[Source records]
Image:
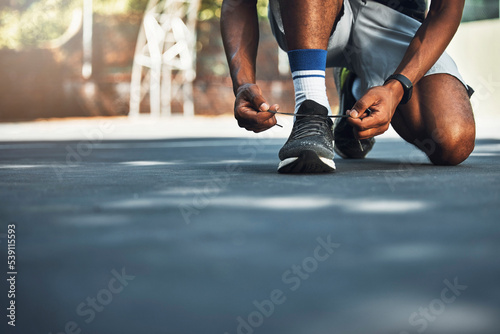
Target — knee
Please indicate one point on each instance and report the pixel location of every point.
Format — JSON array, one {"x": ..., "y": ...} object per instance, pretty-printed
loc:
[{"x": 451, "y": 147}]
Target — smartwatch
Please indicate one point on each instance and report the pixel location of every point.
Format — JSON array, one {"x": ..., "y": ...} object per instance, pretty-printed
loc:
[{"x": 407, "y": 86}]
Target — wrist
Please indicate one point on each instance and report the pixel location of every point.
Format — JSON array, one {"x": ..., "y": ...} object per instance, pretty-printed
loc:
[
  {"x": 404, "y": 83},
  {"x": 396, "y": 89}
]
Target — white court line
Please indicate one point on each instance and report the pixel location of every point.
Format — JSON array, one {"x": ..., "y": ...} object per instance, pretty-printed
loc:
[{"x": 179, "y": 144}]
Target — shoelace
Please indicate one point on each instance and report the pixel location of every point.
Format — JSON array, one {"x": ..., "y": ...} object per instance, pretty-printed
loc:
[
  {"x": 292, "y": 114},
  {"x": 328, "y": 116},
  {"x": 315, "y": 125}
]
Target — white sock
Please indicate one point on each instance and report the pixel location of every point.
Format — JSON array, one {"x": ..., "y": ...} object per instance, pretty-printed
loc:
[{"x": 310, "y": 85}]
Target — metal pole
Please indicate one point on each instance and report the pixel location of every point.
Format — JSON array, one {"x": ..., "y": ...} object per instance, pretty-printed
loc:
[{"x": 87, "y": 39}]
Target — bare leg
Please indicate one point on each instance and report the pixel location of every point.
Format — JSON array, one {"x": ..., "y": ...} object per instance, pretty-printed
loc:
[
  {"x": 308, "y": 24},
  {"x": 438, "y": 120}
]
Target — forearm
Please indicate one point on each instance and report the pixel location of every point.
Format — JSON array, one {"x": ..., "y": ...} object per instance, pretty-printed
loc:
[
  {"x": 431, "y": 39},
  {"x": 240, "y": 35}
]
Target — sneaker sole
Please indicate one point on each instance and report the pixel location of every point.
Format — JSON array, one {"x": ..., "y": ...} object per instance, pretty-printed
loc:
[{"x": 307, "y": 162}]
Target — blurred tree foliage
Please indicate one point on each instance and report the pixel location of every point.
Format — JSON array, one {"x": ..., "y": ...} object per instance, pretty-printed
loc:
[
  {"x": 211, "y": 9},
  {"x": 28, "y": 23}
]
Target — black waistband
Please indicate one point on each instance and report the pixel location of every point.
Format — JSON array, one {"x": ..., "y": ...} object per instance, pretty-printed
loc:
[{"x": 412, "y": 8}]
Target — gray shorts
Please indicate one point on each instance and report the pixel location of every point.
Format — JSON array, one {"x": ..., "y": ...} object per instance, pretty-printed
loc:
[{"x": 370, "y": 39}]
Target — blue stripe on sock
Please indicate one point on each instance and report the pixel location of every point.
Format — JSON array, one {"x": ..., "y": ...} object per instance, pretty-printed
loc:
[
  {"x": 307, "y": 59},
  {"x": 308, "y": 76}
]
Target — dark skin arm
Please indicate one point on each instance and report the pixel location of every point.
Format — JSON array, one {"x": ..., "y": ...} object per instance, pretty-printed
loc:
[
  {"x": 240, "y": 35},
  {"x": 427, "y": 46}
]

--

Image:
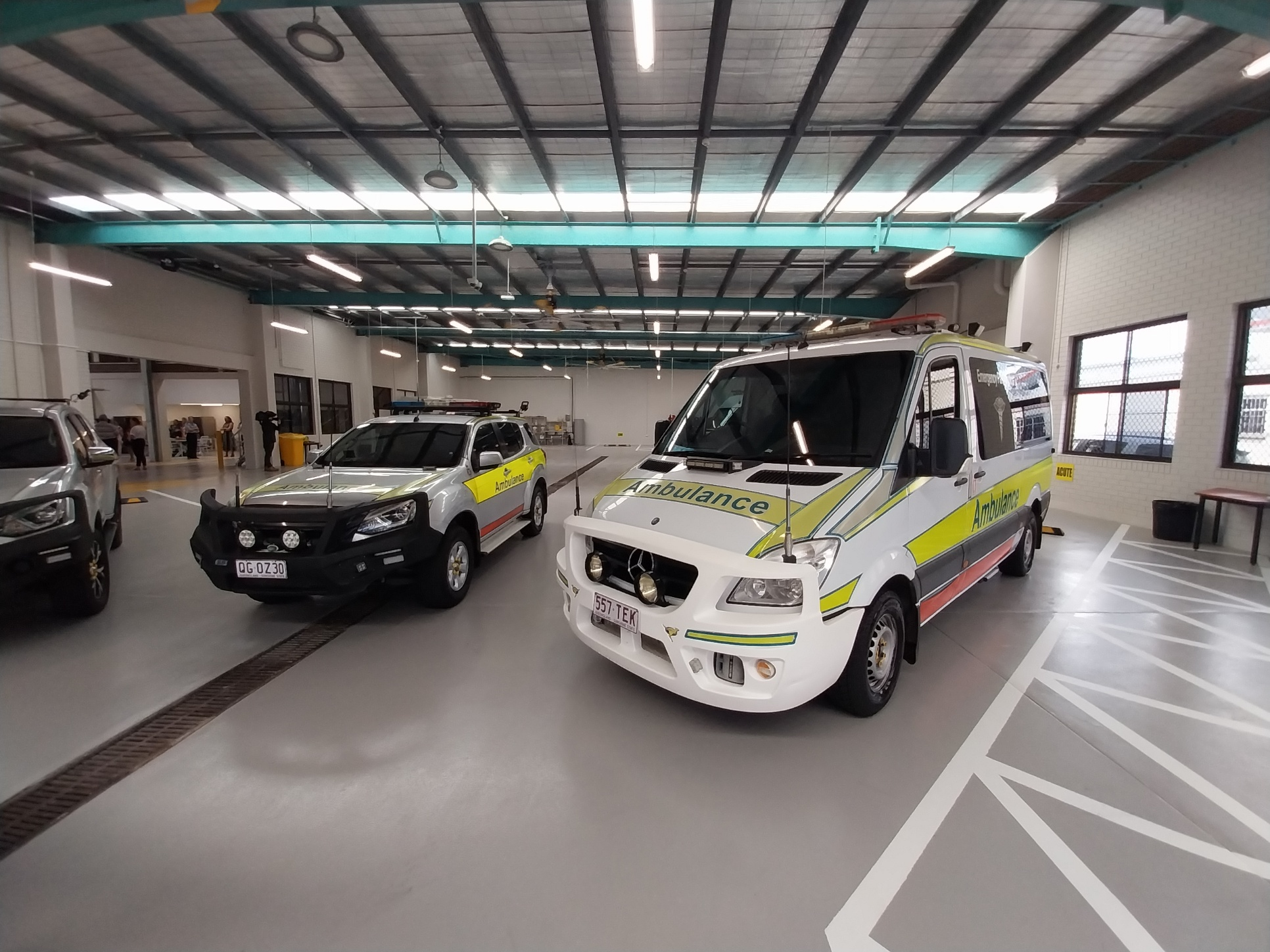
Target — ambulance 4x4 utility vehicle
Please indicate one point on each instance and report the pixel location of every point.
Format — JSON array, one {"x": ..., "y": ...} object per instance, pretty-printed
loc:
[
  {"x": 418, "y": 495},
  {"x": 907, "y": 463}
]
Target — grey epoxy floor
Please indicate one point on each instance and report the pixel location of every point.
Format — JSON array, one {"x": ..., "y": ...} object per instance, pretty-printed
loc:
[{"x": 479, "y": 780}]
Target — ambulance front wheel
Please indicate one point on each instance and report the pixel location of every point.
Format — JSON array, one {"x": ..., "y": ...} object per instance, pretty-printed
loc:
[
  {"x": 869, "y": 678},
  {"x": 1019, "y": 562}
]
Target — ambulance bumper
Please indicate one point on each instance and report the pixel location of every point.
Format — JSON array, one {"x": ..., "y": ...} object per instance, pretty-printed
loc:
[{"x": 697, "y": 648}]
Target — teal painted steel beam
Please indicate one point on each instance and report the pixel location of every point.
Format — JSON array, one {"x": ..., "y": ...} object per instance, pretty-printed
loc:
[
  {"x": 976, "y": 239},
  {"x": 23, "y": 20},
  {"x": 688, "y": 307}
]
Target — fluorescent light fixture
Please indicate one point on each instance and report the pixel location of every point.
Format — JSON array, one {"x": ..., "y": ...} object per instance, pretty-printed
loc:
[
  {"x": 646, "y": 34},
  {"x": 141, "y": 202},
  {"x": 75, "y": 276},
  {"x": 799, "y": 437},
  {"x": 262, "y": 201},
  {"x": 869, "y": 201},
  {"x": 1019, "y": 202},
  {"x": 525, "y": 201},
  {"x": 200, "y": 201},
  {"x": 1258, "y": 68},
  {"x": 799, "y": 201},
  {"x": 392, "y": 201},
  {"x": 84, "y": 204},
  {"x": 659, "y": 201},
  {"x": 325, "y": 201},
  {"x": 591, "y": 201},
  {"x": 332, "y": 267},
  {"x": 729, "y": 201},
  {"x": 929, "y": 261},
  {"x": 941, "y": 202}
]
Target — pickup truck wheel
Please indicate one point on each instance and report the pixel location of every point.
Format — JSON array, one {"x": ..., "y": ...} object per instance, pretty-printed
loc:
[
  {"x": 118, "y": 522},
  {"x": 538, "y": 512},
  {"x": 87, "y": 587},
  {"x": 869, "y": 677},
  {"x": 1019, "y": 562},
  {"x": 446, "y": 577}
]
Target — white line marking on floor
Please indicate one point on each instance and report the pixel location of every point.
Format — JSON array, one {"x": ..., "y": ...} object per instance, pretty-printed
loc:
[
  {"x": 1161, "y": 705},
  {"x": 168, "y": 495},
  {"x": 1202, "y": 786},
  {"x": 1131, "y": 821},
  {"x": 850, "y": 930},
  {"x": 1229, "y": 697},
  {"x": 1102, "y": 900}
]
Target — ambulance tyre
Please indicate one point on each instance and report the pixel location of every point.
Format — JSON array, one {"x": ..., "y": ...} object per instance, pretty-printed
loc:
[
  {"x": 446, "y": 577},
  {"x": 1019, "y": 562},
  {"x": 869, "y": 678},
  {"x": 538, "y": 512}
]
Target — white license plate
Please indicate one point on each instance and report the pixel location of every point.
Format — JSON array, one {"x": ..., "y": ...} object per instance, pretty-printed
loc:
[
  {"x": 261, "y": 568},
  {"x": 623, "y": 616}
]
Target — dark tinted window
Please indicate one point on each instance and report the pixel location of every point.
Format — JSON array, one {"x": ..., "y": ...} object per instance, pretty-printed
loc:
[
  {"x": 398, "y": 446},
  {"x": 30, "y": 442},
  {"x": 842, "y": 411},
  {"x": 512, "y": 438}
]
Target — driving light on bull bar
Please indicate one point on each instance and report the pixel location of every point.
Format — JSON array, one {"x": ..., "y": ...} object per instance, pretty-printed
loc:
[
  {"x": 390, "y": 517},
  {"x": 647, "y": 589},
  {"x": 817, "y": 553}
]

--

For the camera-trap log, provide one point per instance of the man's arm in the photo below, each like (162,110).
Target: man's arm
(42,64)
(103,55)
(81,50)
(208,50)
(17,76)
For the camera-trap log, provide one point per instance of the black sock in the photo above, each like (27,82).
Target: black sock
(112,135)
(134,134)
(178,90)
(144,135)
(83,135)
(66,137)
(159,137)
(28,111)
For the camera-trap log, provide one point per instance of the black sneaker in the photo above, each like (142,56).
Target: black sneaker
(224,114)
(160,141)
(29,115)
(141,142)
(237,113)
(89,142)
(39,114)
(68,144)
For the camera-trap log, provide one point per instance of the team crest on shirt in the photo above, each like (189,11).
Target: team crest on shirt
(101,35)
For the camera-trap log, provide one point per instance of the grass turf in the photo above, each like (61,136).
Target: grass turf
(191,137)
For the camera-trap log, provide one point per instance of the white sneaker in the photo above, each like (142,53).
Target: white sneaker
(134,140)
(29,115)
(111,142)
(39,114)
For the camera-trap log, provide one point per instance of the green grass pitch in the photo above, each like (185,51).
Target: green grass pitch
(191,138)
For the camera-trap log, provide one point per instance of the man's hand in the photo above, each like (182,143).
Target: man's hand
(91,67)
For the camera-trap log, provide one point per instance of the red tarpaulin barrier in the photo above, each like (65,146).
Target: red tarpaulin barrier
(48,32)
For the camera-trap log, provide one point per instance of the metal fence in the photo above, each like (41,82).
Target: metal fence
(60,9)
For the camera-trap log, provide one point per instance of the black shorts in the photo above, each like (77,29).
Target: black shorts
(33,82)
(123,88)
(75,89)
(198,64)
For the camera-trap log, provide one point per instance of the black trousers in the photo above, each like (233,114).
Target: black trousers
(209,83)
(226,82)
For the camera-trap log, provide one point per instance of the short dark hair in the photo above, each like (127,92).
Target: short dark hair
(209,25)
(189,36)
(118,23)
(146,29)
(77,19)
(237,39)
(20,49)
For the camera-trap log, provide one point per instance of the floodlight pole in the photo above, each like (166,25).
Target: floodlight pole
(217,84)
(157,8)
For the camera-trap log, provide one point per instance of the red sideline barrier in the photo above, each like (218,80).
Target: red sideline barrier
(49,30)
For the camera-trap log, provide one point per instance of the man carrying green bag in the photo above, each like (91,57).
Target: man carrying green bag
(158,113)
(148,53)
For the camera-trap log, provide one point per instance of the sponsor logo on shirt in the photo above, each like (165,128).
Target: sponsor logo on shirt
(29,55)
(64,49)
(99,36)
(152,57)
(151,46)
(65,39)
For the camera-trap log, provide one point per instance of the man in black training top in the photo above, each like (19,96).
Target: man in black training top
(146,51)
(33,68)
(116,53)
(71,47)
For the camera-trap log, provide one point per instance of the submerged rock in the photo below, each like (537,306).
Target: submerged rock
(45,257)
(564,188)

- Exercise prompt -
The lines above that hold the word "below" are the ones to copy.

- Result of the task -
For the camera-trap log, provide one point per instance of the man's arm in the photo below, each like (162,110).
For the camera-trap log, provide one point per instance of the submerged rock in the photo below, each like (537,306).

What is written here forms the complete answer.